| TEXTO PROPORCIONADO |
####################

En el mundo del futbol se pueden usar metáforas bélicas, “esto es una guerra”, o biológicas, “las barras bravas son una enfermedad”, aunque no se trate ni de un conflicto ni de una enfermedad, sino de un juego. Hasta finales de los años 90, los grupos de animación en México eran llamados “porras” y estaban lejos de replicar cánticos sudamericanos. Ahí se reunían aficiona-dos de un mismo equipo, con sus lealtades y complicidades, creando olas en las tribunas y al ritmo de “A la bio, a la bao, a la bim bom ba…”
En 1996, sin embargo, la barra Ultra Tuza, en el club Pachuca, importó el modelo de los aficionados más radicales. Chivas tuvo a la Legión 1908, mientras que en Pumas nació La Rebel y el América presumió con bombo y platillo a La Monumental. El preparador físico argentino y directivo del equi-po hidalguense, Andrés Fassi, fue señalado desde entonces como el principal impulsor de estos grupos de fanáticos organizados. La inseguridad, la violencia y la incomodidad reinaron como sus principales representaciones.
“En todas las barras hay un líder, después está un núcleo de personas centrales conocido como ‘segunda línea’. Ellos se encargan casi siempre de la organización: viajes, boletos, venta de playeras, el ingreso de bombos y trapos”, dice El Rulo, ex integrante de La Rebel. La ‘tercera línea’ está formada por los más nuevos, personas que no están bajo el mando del jefe máximo, sino que siguen las órdenes del líder del barrio o zona en la que viven.
Bien estructuradas
“Tienen una estructura perfectamente diseñada. Se organizan dos semanas antes de los partidos, realizan robos de autopartes afuera del estadio, cometen delitos y tienen cómplices. Antes, la seguridad privada sólo los agarraba y los sacaba, como si fuera un salón de fiestas. Nunca terminaban en el Ministerio Público”, explica el regidor de Querétaro, José Luis Aguilera, quien hace 10 años presentó una iniciativa contra la violencia en los estadios. “Además secuestran camiones o piden dinero para comprar su boleto. Hoy entran casi 3 mil por partido. ¿Cómo los consiguen? Por la directiva”.
Entre barras y policía hay una alternancia de complicidad y violencia. En los archivos, se han documentado batallas campales entre fanáticos del América y Pumas, trifulcas en 2017 en Veracruz, un episodio sangriento en 2015 en Guadalajara entre aficionados de Atlas y Chivas, que empezó con la policía y terminó en los hospitales. Lo que ocurrió el día 5 del mes en curso en el estadio La Corregidora se ha convertido en el antecedente más sangriento de violencia y “la cultura del aguante”, como la llaman los propios barristas.

####################

| EXTRACTOS DE REGISTROS |
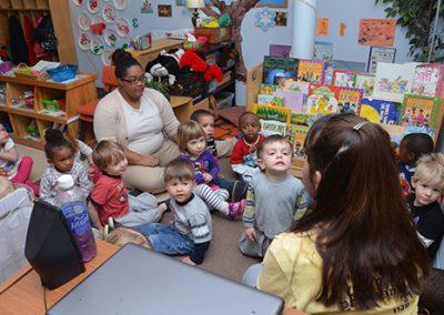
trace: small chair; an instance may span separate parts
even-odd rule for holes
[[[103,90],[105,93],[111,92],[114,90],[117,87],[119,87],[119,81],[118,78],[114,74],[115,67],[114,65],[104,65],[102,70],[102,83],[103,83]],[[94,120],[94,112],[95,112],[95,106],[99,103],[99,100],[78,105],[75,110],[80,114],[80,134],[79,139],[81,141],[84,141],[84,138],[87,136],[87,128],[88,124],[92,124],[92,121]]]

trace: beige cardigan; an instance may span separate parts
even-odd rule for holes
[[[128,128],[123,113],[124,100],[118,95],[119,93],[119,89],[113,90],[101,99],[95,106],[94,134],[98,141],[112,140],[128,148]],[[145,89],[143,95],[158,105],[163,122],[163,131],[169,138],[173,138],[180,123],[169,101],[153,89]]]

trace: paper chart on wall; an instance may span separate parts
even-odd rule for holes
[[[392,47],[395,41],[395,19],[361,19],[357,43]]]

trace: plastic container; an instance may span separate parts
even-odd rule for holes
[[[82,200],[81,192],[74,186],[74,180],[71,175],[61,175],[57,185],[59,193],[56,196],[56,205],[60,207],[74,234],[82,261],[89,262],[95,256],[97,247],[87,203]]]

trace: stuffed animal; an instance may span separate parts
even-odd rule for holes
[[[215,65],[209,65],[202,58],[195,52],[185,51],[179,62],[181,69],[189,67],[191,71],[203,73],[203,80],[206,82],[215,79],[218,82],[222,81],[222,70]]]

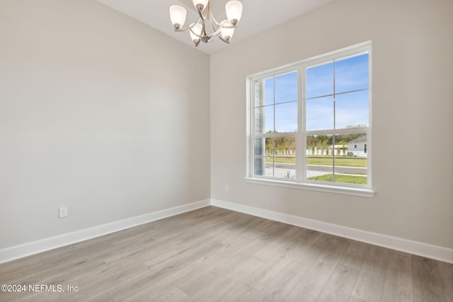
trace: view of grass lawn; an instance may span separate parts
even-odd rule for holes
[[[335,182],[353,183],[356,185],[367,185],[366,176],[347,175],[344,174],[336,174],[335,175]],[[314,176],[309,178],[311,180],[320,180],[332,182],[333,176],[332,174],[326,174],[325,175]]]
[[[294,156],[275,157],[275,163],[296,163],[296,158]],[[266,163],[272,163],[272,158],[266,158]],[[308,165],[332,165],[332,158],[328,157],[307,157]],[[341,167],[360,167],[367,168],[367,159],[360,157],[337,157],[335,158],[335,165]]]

####################

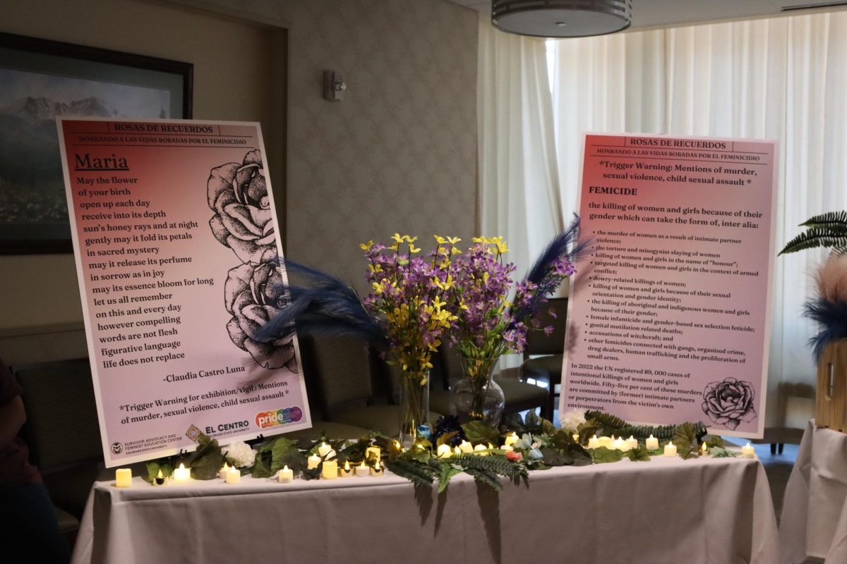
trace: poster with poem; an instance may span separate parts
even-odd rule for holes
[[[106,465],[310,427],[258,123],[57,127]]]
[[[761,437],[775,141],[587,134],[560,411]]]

####################

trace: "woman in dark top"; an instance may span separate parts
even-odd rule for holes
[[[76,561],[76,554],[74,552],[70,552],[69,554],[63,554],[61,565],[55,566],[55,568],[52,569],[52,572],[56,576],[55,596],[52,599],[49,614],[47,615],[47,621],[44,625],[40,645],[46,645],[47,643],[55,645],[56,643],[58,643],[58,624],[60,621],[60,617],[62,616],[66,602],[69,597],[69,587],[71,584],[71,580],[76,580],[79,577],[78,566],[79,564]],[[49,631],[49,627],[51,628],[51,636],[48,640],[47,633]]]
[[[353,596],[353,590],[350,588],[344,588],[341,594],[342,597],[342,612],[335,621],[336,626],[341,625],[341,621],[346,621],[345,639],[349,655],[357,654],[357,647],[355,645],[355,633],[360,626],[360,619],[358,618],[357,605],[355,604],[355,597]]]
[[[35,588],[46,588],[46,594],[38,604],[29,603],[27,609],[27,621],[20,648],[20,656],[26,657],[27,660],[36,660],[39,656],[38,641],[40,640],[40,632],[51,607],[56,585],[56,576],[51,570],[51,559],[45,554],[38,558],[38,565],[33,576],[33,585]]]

####################

| TAREA 1 |
Enumera todas las barras que se nombran en el texto sobre las barras de futbol en México.
| TAREA 2 |
Sustituye "Guadalajara" por "Monterrey" y reproduce el fragmento del texto sobre las barras de futbol en México que empieza con las palabras que contienen "Entre barras y" y termina con "los propios barristas.".
| TAREA 3 |
Según el texto sobre las barras de futbol en México, ¿en qué año importó la barra Ultra Tuza el modelo de los aficionados más radicales?

| RESPUESTA 1 |
Ultra Tuza
Legión 1908
La Rebel
La Monumental

| RESPUESTA 2 |
Entre barras y policía hay una alternancia de complicidad y violencia. En los archivos, se han documentado batallas campales entre fanáticos del América y Pumas, trifulcas en 2017 en Veracruz, un episodio sangriento en 2015 en Monterrey entre aficionados de Atlas y Chivas, que empezó con la policía y terminó en los hospitales. Lo que ocurrió el día 5 del mes en curso en el estadio La Corregidora se ha convertido en el antecedente más sangriento de violencia y “la cultura del aguante”, como la llaman los propios barristas.

| RESPUESTA 3 |
En 1996.